=== MATERIAL SHOWN ===
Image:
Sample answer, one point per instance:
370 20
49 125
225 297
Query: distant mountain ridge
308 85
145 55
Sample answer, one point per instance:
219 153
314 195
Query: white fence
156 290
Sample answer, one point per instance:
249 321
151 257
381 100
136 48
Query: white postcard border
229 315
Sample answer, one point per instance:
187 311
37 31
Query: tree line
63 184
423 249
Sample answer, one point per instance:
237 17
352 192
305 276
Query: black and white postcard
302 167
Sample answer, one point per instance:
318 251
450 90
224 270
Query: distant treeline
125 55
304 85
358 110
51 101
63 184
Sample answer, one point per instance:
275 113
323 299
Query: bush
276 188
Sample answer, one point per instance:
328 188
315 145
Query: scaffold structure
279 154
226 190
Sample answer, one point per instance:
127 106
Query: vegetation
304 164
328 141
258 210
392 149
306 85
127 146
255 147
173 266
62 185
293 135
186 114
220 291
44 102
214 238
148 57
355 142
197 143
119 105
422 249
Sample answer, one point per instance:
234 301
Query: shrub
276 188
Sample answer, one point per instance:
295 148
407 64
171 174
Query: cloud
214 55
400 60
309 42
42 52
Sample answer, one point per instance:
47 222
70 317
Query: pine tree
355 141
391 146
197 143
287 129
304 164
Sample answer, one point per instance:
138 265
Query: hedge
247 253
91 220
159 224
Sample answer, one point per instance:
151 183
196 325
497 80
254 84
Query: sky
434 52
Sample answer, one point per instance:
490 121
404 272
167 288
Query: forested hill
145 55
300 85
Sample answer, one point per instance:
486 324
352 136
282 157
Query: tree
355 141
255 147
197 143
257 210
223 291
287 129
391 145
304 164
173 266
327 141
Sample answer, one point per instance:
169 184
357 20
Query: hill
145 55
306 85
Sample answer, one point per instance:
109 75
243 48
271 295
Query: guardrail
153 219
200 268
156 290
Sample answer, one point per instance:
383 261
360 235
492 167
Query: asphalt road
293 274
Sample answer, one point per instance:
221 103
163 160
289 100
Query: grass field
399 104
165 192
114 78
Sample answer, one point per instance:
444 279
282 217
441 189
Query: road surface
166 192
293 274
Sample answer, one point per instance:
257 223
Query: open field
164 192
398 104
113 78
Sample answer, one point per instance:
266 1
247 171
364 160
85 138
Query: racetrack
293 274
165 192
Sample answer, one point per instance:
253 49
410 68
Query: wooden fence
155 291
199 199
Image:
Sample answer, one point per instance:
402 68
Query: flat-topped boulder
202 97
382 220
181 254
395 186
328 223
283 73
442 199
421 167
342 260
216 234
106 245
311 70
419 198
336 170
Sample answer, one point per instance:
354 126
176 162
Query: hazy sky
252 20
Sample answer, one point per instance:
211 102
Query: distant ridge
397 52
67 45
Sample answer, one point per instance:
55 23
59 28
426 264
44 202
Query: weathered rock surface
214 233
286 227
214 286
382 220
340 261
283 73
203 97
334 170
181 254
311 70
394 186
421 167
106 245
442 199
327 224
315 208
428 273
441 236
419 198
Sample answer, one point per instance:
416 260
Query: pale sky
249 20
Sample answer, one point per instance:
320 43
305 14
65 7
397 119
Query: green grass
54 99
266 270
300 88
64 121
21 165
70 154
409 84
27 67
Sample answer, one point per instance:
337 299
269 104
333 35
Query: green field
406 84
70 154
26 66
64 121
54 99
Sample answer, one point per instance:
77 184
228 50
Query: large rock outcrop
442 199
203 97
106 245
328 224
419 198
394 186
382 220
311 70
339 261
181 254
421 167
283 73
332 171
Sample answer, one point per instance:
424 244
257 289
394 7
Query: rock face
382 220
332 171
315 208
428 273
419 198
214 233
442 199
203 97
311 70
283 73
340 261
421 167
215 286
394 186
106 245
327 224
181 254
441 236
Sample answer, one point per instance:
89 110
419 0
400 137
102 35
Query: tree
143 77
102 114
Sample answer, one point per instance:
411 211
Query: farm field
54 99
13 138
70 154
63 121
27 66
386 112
===
YOUR OBJECTIVE >> How many lines in the material above contain the word "white"? Reply with the number only.

COMPLETE OUTPUT >> 3